An exact restatement is required. Cover only the lines of the records from the first through the line with "Report the location of every instance of the bridge parapet", and skip pictures.
___ DATA PROVIDED
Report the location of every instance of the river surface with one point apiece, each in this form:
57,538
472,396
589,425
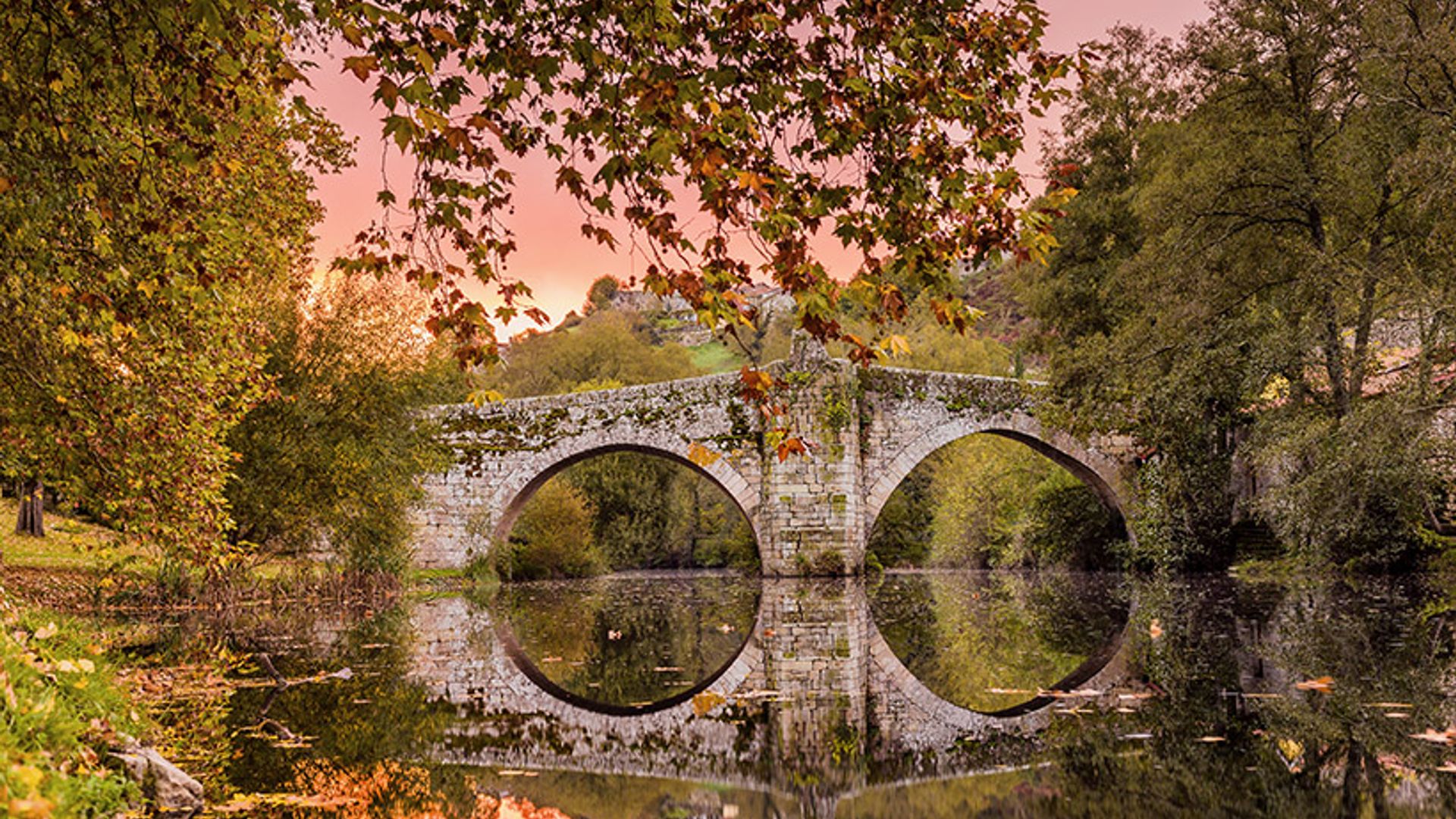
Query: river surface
918,694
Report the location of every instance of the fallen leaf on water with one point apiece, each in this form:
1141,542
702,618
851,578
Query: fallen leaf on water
1069,694
1440,738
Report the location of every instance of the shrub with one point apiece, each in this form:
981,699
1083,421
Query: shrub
552,538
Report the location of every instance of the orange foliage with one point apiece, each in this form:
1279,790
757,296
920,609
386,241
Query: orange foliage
398,792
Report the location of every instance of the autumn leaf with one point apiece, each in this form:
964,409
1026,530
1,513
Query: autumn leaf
444,36
707,701
791,445
701,455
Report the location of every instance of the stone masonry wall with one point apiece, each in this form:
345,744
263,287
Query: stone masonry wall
811,513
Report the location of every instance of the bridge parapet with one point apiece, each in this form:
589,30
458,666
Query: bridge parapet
865,430
506,450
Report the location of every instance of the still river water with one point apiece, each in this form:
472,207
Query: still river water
924,694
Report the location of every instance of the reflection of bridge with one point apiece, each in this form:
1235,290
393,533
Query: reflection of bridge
810,703
867,430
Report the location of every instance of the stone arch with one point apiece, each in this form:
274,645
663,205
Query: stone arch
724,679
1098,471
519,487
944,722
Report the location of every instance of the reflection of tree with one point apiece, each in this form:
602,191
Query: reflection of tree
375,714
1291,754
613,640
967,632
402,792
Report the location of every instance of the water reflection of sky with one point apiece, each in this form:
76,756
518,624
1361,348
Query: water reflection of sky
1234,698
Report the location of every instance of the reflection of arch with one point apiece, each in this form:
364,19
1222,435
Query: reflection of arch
519,487
1103,670
733,670
1100,472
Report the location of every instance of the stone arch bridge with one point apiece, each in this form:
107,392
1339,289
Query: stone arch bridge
867,428
814,706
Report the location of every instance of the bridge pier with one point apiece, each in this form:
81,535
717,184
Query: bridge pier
811,516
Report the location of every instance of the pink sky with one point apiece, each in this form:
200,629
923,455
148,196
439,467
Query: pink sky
554,259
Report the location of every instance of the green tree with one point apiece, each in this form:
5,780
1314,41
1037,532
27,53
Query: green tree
335,450
601,293
552,537
149,196
1277,257
601,350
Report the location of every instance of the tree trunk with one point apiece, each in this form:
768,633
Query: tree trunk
31,521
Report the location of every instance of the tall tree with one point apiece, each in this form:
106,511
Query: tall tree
1285,215
334,452
149,193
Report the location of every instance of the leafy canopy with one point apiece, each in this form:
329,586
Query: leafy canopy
886,126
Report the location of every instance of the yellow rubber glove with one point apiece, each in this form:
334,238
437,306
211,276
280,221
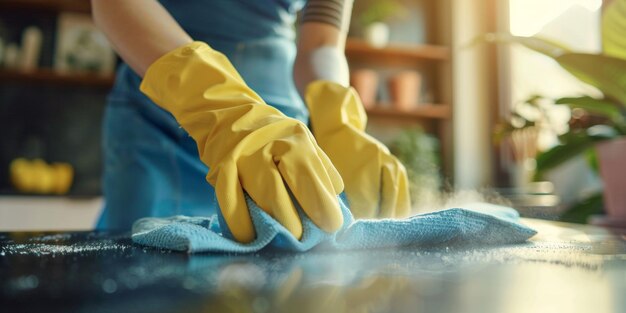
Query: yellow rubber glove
247,144
376,182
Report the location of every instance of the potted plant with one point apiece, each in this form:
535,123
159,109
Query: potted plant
373,17
602,135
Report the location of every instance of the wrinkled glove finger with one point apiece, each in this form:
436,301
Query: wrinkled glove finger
233,205
395,201
333,174
269,192
312,187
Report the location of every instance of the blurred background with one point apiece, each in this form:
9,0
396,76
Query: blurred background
474,96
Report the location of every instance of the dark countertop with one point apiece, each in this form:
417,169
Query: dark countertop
565,268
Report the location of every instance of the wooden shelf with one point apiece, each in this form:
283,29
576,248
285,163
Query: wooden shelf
396,52
422,111
83,6
49,76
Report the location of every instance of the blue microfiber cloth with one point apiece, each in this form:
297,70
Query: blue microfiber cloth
477,224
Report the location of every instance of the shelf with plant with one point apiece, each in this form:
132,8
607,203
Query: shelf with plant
50,76
604,122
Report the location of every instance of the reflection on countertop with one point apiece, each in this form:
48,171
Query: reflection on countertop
565,268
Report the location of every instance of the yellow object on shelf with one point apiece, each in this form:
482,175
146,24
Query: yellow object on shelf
37,176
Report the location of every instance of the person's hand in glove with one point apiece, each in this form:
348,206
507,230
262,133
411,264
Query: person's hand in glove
247,145
376,182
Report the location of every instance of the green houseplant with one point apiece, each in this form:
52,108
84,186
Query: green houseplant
607,125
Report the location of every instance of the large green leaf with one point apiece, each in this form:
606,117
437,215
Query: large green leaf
581,211
548,47
603,72
614,29
599,107
573,144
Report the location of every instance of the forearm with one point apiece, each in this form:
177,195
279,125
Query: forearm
321,44
140,31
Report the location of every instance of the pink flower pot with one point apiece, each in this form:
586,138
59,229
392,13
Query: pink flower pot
404,90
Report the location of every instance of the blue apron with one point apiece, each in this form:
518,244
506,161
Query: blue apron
151,165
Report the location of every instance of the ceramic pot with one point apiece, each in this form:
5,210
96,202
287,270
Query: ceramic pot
404,90
377,34
611,155
365,82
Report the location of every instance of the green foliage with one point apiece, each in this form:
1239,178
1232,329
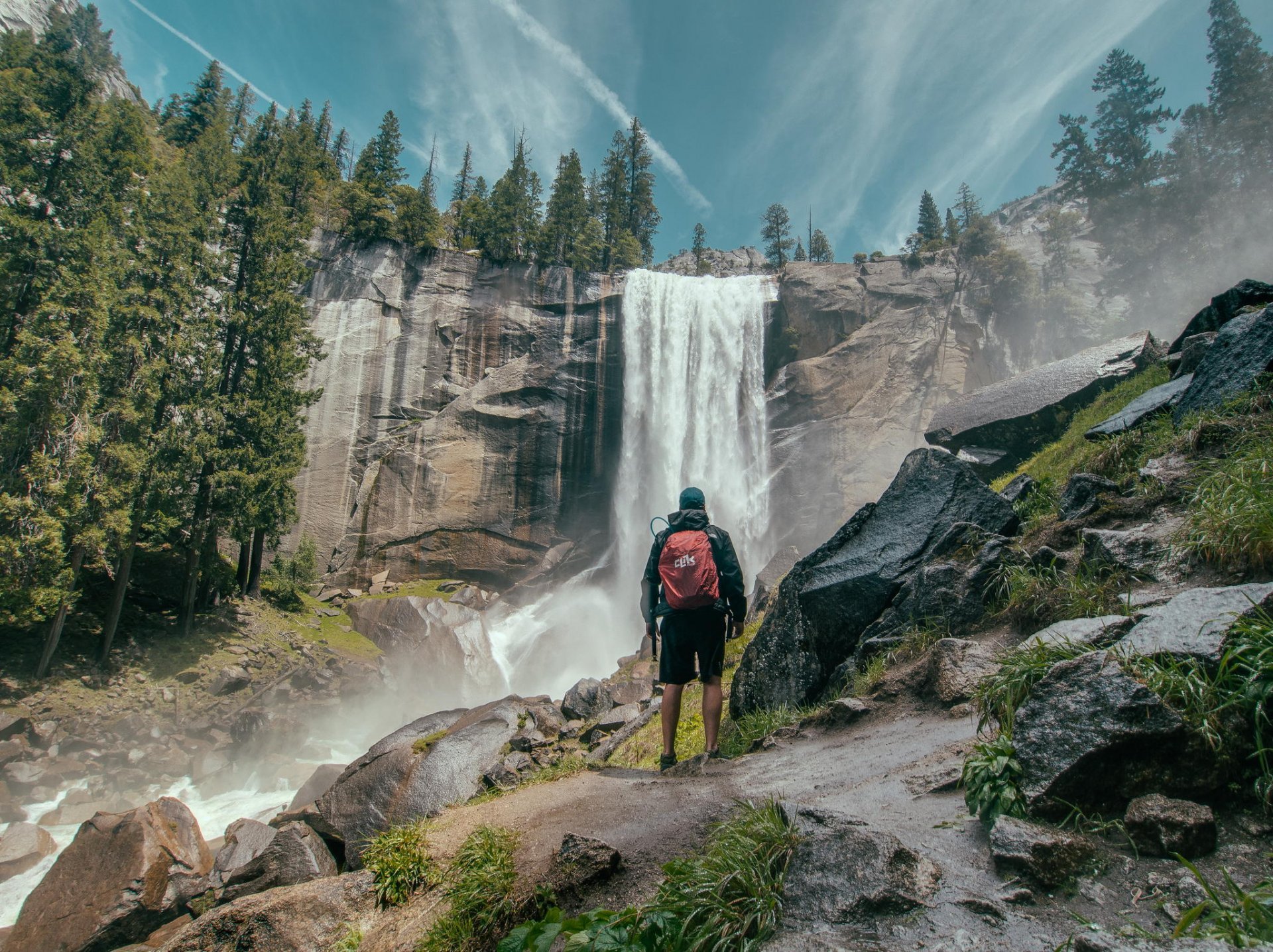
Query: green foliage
400,862
479,888
999,695
726,898
1030,595
991,780
1243,918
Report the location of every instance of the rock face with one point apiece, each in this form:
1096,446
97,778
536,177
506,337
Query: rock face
1223,308
418,770
1018,415
845,873
440,648
124,876
470,412
833,595
1160,826
296,920
1091,736
1243,350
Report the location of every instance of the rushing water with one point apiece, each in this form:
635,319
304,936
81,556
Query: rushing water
694,414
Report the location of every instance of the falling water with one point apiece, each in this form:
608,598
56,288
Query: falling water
694,414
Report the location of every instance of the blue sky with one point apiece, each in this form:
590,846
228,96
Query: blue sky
852,107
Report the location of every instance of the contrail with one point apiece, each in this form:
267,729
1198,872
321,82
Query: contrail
203,51
606,97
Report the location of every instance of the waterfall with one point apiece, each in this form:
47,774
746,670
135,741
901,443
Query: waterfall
694,414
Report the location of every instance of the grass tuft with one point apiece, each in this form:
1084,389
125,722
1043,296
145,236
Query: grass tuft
400,861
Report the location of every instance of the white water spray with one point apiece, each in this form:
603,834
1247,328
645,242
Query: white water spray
694,414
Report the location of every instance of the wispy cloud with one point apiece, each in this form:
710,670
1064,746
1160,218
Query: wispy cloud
926,95
605,97
192,44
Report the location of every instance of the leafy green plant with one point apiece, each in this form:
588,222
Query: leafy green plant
999,695
480,891
991,780
398,858
726,898
1243,918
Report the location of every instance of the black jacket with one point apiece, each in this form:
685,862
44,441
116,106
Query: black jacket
733,597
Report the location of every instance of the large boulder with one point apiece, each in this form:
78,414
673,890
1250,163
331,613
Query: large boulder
121,877
1241,351
418,770
1224,307
1194,624
830,597
1018,416
1091,736
845,873
294,855
303,918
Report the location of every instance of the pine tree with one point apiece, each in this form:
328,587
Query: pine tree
820,249
698,247
776,233
930,228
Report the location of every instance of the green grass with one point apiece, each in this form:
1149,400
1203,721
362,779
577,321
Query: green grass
1035,596
1072,452
479,888
727,896
400,862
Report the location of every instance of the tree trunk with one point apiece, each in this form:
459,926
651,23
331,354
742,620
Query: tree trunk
55,630
254,583
245,559
123,569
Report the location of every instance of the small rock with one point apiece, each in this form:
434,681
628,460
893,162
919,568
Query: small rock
1160,826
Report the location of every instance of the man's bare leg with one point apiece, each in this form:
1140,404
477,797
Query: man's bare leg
712,705
670,712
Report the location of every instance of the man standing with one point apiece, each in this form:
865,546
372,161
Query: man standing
693,582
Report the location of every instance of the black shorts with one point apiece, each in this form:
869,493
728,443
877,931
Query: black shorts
688,635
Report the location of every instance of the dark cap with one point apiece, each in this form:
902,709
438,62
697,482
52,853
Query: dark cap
692,498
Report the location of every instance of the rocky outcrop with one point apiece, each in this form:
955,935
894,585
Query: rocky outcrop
470,415
830,597
438,647
123,876
1018,416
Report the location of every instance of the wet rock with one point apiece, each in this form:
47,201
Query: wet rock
843,872
829,600
294,855
1039,853
1156,400
231,679
955,666
1024,412
586,700
1241,353
1223,308
1162,826
1095,633
1082,494
1020,488
23,845
418,770
1089,735
312,916
121,877
318,783
1194,623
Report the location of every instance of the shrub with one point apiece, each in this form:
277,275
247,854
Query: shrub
991,778
400,862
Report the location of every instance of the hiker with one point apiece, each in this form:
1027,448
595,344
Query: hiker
693,582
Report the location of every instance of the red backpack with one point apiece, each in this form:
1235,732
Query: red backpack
689,571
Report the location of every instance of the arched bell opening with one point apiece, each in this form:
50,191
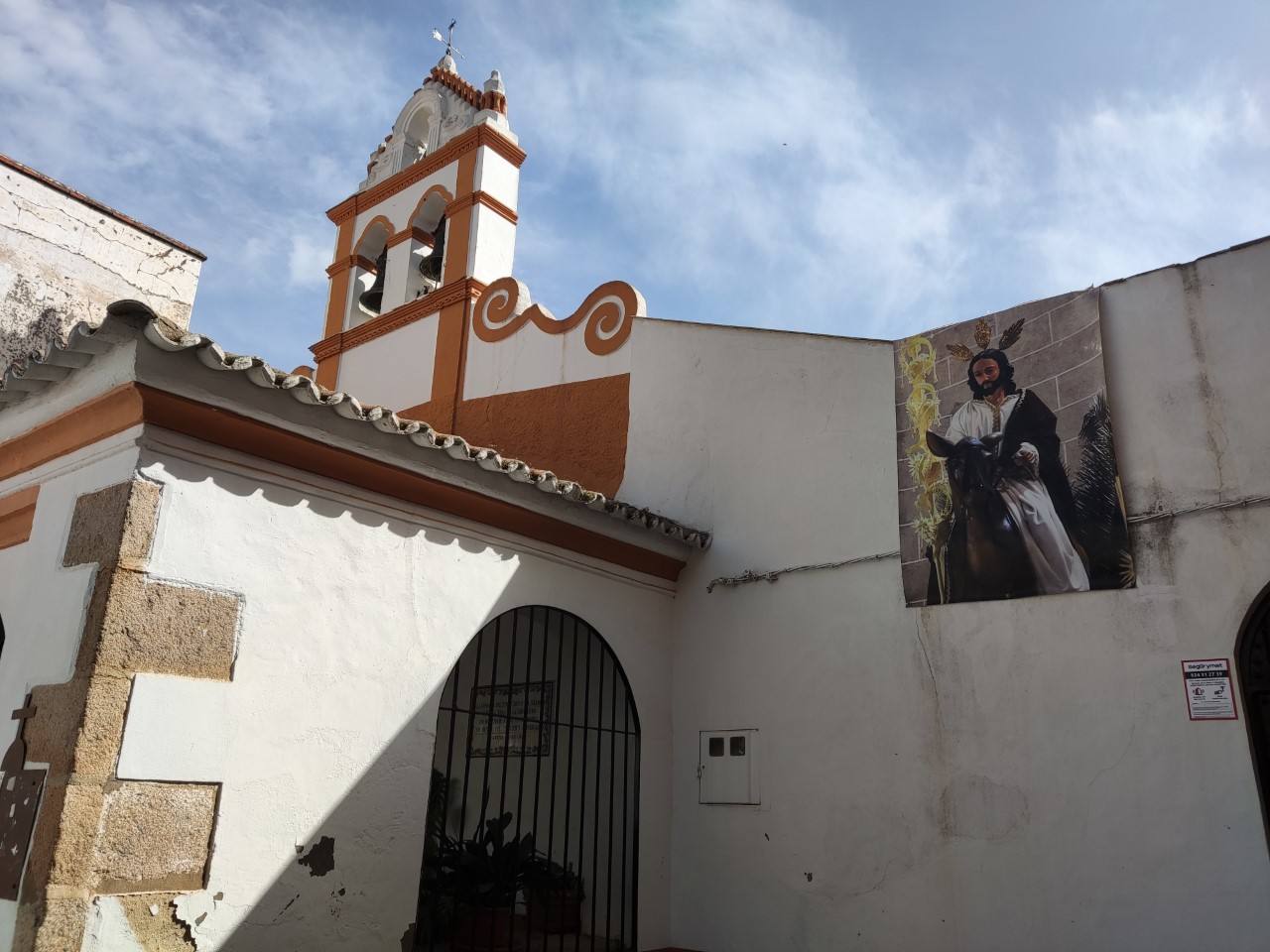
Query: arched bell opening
371,271
534,810
429,244
1252,667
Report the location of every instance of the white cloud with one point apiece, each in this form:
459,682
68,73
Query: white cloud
1146,181
730,157
738,140
738,154
310,254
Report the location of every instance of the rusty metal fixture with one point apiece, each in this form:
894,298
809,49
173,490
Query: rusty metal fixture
19,800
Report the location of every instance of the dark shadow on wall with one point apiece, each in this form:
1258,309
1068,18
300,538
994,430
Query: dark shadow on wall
353,887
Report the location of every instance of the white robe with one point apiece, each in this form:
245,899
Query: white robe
1053,557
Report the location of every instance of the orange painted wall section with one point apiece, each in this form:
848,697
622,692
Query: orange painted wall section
578,430
17,517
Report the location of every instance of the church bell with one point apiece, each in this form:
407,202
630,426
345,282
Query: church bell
372,298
______
## WRITTEN SOLUTION
Report the location of every instance of the river surface with one point apiece, each in this form:
57,538
472,396
589,425
Query: river surface
918,694
Report the location of every instance of the fallen leaf on water with one point apiece, each in this form:
1141,542
702,618
851,578
Query: fallen leaf on water
1069,694
1440,738
Report the location of every instance of the shrub with one point apiece, each in this form:
981,699
1083,421
Query: shrub
552,538
Report the location of every instance of the orange foliage with one point apiece, each in this form:
1279,790
757,296
920,609
386,241
Query: orange foliage
398,792
Report the location of every instance of the autumn leaf with one point apiece, each in this form:
964,409
1026,530
1,513
Query: autumn leaf
444,36
707,701
791,445
701,455
Report the location of every instance of the stone masonry wall with one point apiece, each in this form:
345,744
263,287
Query: stone masonry wall
811,513
Report the location of every instance of the bridge parapet with one point apiece, each in this form:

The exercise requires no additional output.